# [EXCERPTED PASSAGE]
▬▬▬▬▬▬
The Tribunal brought attention to the polluted groundwater as well. “Dirty water from toilets was being collected in kutcha pits. The base of the soak pits had not been lined and the dirty water could percolate underground,” says the order.
Holy Ganga in Lurch
The order clearly states the Ganga was left in a lurch. “The committee found that a large number of toilets were constructed in camps on the Arail side, very close to the river. Rajapur Sewage Treatment Plant (STP) received excess sewage than the installed capacity. Only 50 percent of Rajapur drain was being treated through geo-tube (it extracts solid waste from the waste going in the drain so that only water enters it) and the remaining 50 percent was being permitted to enter Ganga without treatment,” read the NGT order.
Regarding another STP at Salori, the NGT said it too was not working satisfactorily. “It had more sewage than it could treat. The geo-tube was not working satisfactorily and 50 percent of the sewage from the drain was trapped and the rest was going into the Ganga,” the tribunal said in the order.
Failure of Geotube technology
The NGT also came down heavily on the administration over the geo-tube technology. “The Mawaiya Nala, where the technology has been adopted, had a bypass because of which untreated water from the drain entered Ganga. The committee also found that there existed a big dirty water pond at Parmarth Niketan Arail and human excreta was seen floating in it,” read the order.
Mansuthia, another drain, presented a similar picture to the committee. It too had a bypass, due to which untreated waste met treated waste just before it flowed into the Ganga. “Creation of bypass at places where geo-tube technology had been adopted has let dirty water enter the river,” the NGT order read.
▬▬▬▬▬▬
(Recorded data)
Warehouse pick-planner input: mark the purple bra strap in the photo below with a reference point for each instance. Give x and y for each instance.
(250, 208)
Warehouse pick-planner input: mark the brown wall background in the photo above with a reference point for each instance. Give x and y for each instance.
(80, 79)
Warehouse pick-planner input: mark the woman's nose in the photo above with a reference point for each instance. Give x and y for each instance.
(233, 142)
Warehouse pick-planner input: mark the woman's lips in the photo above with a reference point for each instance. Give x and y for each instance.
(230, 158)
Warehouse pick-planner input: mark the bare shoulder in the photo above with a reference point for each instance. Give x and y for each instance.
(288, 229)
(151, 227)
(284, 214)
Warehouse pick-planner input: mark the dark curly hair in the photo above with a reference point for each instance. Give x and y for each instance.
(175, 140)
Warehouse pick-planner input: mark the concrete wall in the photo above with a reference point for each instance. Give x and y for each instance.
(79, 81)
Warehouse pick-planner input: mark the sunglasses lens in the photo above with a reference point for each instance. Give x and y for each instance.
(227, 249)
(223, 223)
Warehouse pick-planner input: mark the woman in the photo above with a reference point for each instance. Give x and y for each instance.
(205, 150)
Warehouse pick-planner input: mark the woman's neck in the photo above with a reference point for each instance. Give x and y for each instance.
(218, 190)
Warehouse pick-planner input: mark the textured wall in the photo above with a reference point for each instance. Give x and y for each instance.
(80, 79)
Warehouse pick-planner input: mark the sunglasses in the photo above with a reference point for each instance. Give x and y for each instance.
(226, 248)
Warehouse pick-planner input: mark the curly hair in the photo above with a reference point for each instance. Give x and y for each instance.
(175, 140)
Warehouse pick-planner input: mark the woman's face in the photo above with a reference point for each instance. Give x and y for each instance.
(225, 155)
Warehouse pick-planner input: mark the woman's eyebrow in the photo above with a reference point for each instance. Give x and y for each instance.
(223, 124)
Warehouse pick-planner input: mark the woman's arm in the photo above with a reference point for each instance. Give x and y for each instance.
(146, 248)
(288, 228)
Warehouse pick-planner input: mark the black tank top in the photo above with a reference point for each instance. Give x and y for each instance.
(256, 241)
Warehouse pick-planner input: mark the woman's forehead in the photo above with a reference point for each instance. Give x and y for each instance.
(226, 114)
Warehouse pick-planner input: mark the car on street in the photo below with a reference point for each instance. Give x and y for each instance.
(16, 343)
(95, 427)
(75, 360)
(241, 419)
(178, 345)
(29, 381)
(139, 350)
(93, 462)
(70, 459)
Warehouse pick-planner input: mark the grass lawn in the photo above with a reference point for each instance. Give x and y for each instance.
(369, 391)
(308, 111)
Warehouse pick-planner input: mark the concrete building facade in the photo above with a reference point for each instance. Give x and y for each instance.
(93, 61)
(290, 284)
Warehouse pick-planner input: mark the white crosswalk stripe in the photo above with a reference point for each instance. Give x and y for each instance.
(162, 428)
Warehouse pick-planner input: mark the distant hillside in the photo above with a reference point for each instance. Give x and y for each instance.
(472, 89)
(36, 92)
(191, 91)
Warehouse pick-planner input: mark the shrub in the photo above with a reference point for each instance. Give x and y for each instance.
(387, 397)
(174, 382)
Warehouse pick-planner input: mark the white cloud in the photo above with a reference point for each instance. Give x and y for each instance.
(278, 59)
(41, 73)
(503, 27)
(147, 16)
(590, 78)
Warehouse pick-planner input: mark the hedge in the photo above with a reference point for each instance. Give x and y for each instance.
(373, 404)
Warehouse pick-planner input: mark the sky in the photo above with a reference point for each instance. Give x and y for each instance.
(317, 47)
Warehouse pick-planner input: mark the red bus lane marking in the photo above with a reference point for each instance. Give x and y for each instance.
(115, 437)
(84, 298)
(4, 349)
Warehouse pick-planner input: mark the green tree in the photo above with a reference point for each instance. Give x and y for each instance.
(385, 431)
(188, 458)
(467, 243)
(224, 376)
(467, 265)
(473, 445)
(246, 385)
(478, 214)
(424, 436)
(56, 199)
▬▬▬▬▬▬
# [STATED EXERCISE A]
Repeat word for word the part of the passage on the Ganga pollution order that runs from "Mansuthia, another drain, presented" up to and including "NGT order read.".
# [STATED EXERCISE B]
For each statement, say yes or no to whether it agrees with the passage on the Ganga pollution order, and quote the words of the passage that decide it: (i) The Rajapur Sewage Treatment Plant received less sewage than its installed capacity. (ii) The committee found a big dirty water pond at Parmarth Niketan Arail. (iii) The base of the soak pits had been lined.
The data come from a different source than the text.

# [TASK ANSWER A]
Mansuthia, another drain, presented a similar picture to the committee. It too had a bypass, due to which untreated waste met treated waste just before it flowed into the Ganga. “Creation of bypass at places where geo-tube technology had been adopted has let dirty water enter the river,” the NGT order read.

# [TASK ANSWER B]
(i) No: "Rajapur Sewage Treatment Plant (STP) received excess sewage than the installed capacity."
(ii) Yes: "there existed a big dirty water pond at Parmarth Niketan Arail"
(iii) No: "The base of the soak pits had not been lined"